**DIRECTIONS FOR THIS TASK**
Filter the data for "pink" and copy matching lines.
-- DATA follows --
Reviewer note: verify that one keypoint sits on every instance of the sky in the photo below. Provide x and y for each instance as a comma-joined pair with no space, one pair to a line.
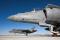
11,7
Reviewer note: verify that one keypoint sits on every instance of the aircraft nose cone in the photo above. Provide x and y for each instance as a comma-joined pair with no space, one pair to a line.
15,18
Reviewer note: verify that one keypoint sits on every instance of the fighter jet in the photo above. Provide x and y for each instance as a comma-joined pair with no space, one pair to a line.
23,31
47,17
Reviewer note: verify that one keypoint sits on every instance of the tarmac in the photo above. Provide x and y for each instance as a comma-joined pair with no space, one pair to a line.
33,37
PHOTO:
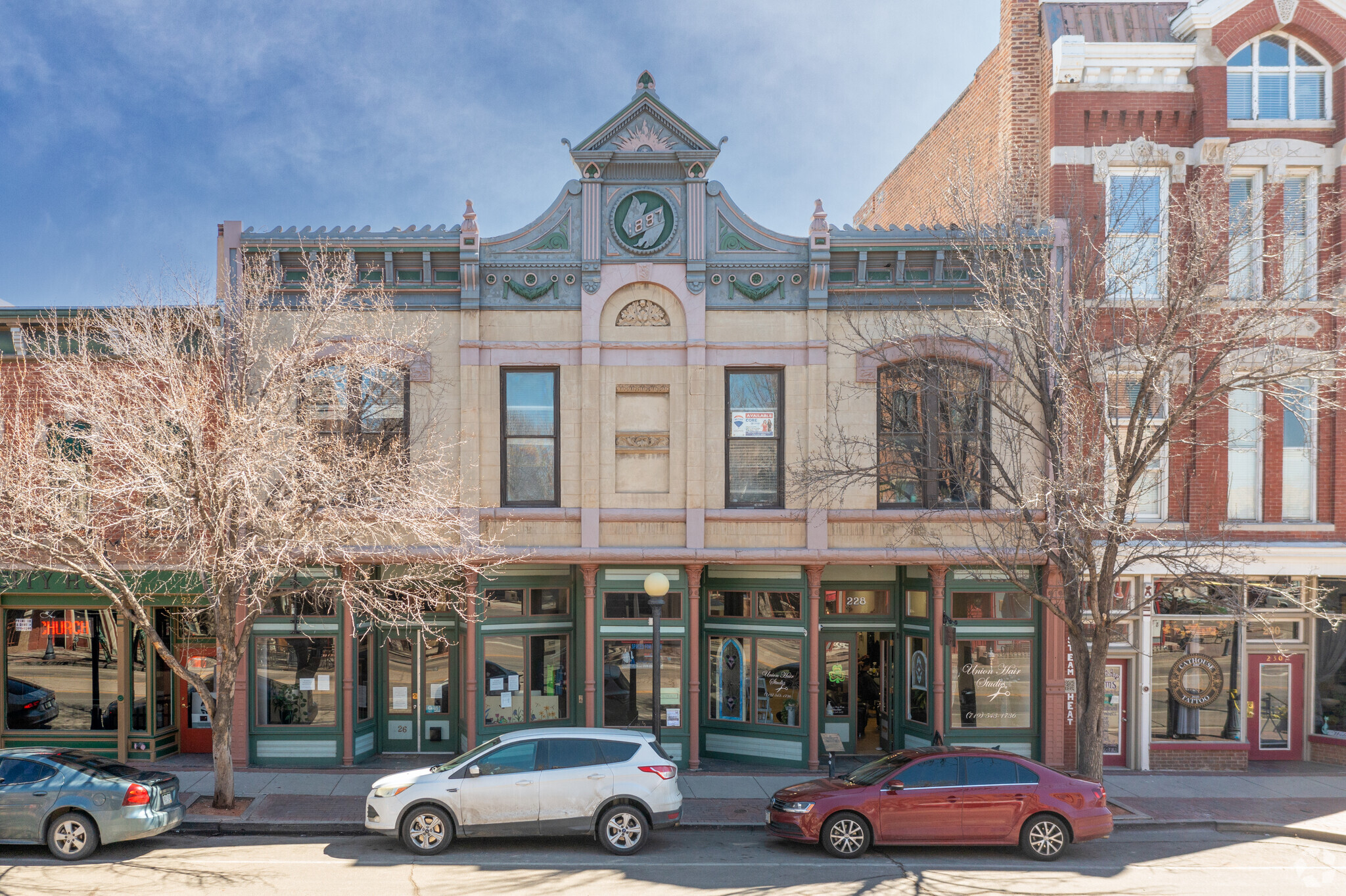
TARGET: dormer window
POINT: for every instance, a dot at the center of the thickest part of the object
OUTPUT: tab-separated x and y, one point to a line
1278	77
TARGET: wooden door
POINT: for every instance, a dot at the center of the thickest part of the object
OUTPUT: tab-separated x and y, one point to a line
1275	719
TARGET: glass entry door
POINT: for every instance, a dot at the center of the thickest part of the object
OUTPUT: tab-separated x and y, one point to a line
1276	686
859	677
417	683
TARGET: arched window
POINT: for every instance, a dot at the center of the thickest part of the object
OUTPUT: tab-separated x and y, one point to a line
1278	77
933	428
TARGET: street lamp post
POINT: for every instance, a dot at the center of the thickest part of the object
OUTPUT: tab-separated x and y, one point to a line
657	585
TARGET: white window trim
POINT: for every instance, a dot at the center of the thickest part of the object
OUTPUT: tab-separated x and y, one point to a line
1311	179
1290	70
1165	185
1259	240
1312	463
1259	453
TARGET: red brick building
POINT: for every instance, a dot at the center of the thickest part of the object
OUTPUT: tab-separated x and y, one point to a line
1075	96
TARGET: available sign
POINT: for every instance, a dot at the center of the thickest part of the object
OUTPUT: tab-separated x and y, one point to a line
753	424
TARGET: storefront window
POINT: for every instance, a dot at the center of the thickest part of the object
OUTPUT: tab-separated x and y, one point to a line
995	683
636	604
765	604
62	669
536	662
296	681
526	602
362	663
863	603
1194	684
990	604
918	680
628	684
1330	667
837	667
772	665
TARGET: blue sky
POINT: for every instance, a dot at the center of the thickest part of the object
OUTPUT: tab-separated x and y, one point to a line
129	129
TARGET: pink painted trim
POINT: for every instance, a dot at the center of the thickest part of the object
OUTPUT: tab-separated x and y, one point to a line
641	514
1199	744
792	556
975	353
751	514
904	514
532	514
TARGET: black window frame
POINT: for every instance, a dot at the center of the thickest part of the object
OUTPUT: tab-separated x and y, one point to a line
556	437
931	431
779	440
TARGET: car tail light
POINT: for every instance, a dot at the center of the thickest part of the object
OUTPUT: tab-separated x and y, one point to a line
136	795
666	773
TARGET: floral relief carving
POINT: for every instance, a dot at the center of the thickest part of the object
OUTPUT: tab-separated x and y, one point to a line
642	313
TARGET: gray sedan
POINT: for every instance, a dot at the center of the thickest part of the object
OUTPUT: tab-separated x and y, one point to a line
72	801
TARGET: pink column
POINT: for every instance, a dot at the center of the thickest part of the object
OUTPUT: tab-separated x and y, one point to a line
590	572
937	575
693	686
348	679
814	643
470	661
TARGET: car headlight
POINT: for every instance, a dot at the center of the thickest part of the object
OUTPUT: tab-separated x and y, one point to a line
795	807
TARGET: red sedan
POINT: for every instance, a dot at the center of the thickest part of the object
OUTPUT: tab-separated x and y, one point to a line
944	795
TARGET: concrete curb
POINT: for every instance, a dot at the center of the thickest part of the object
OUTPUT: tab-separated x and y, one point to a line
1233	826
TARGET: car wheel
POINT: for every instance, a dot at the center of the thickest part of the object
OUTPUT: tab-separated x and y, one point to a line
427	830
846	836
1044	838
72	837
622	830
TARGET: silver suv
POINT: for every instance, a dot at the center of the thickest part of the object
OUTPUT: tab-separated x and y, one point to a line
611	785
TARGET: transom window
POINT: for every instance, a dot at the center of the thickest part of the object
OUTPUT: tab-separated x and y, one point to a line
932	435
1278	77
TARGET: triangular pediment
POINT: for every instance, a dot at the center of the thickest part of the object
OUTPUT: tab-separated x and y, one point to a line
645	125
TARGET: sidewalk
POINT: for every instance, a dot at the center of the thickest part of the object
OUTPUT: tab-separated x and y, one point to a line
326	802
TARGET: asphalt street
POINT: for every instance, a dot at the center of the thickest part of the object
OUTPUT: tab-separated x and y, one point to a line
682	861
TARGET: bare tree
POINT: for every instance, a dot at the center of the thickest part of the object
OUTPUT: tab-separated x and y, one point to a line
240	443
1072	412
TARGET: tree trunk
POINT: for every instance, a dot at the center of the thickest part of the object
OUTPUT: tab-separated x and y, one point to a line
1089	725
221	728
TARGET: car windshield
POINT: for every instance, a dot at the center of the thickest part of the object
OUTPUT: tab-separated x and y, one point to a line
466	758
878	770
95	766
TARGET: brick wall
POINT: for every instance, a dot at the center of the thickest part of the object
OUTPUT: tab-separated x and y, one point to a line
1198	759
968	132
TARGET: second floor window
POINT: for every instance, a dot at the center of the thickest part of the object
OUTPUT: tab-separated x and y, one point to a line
-- DATA concluded --
**TASK SOLUTION**
TARGET: pink painted trim
TARGET: pink column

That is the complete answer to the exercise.